• **WHAT THE TASK REQUIRES**
Convert the data from the start through the line containing "305 762 L 282" into a two-column CSV with the header row input,output. Put the text before the answer in input and the answer in output, each wrapped in double quotes with line breaks replaced by spaces.

• **MATERIAL FOR THIS EXERCISE**
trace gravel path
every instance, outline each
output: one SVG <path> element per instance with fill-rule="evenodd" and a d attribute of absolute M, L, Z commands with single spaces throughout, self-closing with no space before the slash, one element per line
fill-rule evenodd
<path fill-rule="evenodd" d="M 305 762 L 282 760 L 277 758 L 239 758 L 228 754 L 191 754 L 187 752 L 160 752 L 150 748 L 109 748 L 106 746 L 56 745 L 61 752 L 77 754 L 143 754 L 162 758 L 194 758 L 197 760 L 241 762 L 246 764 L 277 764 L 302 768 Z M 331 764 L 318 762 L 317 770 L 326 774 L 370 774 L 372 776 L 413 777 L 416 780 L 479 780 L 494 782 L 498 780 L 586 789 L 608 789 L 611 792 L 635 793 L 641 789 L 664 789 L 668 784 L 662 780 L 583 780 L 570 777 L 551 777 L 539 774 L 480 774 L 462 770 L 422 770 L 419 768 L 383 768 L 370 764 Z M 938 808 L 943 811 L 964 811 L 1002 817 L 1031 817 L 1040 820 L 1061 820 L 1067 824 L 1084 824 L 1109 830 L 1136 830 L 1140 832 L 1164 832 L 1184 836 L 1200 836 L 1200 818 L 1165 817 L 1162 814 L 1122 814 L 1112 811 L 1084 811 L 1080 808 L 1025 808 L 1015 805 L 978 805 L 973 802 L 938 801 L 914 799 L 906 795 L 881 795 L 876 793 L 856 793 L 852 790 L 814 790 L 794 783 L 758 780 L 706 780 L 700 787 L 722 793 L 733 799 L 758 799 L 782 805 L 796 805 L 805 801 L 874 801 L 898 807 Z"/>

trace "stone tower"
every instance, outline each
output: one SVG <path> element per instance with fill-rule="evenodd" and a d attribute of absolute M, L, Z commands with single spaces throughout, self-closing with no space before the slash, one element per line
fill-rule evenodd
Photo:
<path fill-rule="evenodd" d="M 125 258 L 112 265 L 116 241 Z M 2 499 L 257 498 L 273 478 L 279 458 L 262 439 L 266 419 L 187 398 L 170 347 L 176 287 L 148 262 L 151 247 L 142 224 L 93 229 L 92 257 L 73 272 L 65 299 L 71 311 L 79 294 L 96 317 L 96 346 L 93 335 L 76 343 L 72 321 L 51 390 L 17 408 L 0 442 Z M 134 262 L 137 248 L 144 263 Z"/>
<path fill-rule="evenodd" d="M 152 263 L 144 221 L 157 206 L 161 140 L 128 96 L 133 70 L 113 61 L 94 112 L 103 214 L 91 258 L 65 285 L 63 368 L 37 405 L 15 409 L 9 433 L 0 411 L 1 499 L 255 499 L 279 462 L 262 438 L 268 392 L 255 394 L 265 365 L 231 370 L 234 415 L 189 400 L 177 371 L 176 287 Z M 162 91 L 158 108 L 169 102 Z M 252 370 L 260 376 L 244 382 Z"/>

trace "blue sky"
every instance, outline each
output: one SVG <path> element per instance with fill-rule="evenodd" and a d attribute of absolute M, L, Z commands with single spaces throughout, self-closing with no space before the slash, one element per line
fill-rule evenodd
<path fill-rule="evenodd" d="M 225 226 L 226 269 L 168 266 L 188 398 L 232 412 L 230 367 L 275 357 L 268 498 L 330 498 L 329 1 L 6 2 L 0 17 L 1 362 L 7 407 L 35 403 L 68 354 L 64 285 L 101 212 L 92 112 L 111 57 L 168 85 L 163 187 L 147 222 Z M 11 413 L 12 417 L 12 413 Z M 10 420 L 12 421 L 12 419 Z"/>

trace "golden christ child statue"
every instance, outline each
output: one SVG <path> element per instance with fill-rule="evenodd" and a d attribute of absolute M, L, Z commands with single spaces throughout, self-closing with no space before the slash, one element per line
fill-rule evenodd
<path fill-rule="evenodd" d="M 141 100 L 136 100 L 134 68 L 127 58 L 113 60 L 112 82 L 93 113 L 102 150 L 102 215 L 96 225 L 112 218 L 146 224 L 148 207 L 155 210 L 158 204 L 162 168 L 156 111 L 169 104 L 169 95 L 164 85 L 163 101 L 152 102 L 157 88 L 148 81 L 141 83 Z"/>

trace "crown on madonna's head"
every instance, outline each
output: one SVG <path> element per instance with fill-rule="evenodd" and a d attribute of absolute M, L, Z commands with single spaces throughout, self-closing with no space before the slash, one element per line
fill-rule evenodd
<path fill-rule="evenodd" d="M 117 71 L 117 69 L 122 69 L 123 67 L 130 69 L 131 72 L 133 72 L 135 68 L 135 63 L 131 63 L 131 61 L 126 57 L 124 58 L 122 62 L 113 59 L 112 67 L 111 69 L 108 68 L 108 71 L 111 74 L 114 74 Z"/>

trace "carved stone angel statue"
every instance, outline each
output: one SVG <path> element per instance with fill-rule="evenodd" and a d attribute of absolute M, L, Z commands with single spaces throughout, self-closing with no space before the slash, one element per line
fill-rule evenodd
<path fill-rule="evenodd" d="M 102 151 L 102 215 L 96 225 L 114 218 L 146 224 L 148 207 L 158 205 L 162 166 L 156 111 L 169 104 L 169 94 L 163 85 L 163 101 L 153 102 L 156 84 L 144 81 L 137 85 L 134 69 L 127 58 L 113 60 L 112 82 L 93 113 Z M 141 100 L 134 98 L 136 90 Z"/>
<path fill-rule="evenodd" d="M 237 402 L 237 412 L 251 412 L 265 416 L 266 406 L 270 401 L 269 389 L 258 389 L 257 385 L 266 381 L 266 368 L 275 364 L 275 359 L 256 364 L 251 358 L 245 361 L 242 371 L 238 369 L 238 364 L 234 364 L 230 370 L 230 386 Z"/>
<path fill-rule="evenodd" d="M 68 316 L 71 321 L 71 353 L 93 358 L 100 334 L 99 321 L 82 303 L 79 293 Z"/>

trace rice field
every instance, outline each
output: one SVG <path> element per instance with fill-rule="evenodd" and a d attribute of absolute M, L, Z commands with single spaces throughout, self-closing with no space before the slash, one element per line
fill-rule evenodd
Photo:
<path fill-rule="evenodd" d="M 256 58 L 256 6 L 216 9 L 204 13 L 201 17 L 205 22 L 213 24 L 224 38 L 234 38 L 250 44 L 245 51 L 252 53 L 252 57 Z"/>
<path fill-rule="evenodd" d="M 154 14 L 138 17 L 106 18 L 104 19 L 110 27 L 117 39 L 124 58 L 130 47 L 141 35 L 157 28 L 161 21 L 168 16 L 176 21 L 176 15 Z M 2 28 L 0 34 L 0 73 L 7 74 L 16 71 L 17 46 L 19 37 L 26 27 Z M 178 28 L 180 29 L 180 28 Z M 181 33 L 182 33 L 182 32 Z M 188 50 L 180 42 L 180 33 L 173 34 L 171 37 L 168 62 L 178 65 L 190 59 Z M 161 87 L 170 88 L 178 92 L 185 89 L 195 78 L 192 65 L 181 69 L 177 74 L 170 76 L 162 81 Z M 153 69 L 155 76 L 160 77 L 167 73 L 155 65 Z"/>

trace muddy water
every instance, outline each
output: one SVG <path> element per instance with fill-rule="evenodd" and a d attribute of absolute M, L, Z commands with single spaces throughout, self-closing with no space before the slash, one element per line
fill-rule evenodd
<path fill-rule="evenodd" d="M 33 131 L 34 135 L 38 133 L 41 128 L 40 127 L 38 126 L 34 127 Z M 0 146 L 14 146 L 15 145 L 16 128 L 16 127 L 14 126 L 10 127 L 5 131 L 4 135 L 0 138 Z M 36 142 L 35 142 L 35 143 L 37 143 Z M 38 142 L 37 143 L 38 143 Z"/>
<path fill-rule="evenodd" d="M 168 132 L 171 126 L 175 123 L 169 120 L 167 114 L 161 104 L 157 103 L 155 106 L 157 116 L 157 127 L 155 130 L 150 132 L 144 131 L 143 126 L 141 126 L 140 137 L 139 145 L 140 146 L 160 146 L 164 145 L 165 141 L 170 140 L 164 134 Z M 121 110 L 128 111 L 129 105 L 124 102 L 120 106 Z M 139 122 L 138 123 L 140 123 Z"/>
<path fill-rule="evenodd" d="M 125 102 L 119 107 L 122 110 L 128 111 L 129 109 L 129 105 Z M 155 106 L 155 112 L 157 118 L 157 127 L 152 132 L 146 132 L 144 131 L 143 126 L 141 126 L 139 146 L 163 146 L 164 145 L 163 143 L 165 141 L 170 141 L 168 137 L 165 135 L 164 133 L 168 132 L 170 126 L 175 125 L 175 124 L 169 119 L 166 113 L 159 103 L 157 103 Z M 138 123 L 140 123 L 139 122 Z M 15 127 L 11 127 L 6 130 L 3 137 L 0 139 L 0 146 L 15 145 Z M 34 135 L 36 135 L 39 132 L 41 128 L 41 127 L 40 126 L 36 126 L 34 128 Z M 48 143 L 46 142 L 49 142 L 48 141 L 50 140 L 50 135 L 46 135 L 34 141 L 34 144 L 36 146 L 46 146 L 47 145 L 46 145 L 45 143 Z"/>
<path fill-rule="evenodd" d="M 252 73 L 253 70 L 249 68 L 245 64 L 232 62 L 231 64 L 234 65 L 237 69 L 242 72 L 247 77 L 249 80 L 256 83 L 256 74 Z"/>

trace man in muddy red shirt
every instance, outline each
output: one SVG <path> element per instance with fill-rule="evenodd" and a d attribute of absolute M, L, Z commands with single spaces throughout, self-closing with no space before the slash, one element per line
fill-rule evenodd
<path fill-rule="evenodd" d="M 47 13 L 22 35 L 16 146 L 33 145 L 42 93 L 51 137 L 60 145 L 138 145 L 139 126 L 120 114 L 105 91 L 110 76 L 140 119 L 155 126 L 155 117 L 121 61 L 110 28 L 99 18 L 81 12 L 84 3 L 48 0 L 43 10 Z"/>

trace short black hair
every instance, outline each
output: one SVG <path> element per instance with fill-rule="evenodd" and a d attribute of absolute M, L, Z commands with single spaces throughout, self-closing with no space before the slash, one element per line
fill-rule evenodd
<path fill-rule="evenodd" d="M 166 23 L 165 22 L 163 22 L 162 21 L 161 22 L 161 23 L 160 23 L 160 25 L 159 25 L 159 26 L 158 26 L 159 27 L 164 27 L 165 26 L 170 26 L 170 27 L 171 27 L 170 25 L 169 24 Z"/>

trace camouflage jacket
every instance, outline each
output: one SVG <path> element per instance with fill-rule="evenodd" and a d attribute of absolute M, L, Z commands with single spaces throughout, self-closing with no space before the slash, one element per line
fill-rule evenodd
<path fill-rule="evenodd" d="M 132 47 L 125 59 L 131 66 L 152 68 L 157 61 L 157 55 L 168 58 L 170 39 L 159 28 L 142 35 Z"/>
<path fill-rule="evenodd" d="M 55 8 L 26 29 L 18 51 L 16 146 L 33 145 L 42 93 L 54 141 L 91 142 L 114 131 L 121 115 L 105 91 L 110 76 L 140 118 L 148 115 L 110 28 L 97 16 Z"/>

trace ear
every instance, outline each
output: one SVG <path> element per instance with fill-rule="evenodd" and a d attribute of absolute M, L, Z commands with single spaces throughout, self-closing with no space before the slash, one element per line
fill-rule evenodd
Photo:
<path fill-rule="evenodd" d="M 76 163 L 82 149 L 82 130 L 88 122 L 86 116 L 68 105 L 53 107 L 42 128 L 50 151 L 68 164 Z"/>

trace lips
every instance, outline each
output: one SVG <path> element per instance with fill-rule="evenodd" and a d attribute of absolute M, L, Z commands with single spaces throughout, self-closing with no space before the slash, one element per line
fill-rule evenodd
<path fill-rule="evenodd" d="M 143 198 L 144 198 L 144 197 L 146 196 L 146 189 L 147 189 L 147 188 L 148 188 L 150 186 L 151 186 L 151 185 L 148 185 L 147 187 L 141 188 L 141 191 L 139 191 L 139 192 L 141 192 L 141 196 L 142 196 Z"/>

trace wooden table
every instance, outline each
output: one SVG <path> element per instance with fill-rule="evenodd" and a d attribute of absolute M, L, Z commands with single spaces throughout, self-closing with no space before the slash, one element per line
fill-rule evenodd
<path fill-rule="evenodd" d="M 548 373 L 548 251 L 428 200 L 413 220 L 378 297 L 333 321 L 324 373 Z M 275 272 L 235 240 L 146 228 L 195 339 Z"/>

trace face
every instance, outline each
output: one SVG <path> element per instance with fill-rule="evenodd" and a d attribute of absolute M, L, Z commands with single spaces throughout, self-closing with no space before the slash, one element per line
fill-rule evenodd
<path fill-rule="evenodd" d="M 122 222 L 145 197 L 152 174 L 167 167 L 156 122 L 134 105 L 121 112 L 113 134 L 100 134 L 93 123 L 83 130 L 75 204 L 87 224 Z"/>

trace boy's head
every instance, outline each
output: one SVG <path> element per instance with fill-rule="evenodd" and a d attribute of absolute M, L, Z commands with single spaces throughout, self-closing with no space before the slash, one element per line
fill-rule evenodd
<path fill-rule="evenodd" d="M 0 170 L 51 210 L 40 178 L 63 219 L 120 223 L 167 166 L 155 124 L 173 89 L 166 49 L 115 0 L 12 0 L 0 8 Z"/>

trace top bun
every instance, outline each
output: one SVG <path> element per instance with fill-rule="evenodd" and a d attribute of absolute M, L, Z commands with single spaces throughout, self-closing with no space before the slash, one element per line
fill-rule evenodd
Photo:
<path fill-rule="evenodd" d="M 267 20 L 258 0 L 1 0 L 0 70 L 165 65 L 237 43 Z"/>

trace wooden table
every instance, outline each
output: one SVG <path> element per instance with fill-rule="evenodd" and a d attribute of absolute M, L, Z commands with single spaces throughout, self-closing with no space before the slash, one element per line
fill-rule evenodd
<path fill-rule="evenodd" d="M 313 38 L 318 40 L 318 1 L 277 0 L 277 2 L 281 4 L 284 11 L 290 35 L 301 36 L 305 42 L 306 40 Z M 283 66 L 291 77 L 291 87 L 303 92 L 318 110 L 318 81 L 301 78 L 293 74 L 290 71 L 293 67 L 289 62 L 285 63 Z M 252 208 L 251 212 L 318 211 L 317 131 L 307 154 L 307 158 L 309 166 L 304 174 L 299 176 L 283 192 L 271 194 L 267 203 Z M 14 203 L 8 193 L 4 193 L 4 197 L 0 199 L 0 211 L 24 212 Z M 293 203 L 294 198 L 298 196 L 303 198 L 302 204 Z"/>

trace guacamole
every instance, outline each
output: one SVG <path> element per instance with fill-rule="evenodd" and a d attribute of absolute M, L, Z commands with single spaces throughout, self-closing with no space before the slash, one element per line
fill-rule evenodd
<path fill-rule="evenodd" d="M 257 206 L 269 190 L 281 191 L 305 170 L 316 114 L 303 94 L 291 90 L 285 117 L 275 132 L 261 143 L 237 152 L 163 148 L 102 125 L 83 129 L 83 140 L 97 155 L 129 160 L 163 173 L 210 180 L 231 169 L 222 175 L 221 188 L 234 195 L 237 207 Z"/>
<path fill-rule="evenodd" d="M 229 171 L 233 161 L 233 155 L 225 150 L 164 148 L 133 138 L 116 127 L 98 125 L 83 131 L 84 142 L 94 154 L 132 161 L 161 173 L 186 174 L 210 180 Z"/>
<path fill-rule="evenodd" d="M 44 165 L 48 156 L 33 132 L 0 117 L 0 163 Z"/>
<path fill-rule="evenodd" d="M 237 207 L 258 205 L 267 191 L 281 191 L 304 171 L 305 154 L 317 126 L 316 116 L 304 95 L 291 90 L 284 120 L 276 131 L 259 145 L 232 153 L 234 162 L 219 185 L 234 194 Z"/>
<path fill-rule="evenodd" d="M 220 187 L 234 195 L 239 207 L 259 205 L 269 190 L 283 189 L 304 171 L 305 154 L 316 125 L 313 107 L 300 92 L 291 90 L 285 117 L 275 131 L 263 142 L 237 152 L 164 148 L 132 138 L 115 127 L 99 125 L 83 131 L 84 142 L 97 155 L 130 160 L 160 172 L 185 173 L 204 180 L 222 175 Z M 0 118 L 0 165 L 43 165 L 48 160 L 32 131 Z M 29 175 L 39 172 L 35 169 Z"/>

• **RESPONSE**
input,output
"trace gravel path every instance, outline each output: one SVG <path> element per instance with fill-rule=""evenodd"" and a d attribute of absolute M, L, Z commands with single spaces throughout, self-closing with no space before the slash, one element per line fill-rule evenodd","<path fill-rule=""evenodd"" d=""M 305 762 L 282 760 L 277 758 L 239 758 L 228 754 L 191 754 L 187 752 L 160 752 L 150 748 L 109 748 L 106 746 L 56 745 L 61 752 L 77 754 L 143 754 L 162 758 L 194 758 L 197 760 L 241 762 L 246 764 L 277 764 L 302 768 Z M 331 764 L 318 762 L 317 770 L 326 774 L 370 774 L 372 776 L 413 777 L 416 780 L 479 780 L 494 782 L 498 780 L 586 789 L 608 789 L 611 792 L 635 793 L 641 789 L 664 789 L 668 784 L 662 780 L 583 780 L 570 777 L 551 777 L 539 774 L 480 774 L 462 770 L 422 770 L 419 768 L 383 768 L 370 764 Z M 938 808 L 943 811 L 964 811 L 1002 817 L 1031 817 L 1040 820 L 1061 820 L 1067 824 L 1084 824 L 1109 830 L 1136 830 L 1140 832 L 1164 832 L 1184 836 L 1200 836 L 1200 818 L 1165 817 L 1162 814 L 1122 814 L 1112 811 L 1084 811 L 1080 808 L 1025 808 L 1015 805 L 978 805 L 973 802 L 938 801 L 914 799 L 906 795 L 881 795 L 876 793 L 856 793 L 852 790 L 814 790 L 794 783 L 758 780 L 706 780 L 700 787 L 722 793 L 733 799 L 758 799 L 782 805 L 796 805 L 805 801 L 874 801 L 898 807 Z""/>"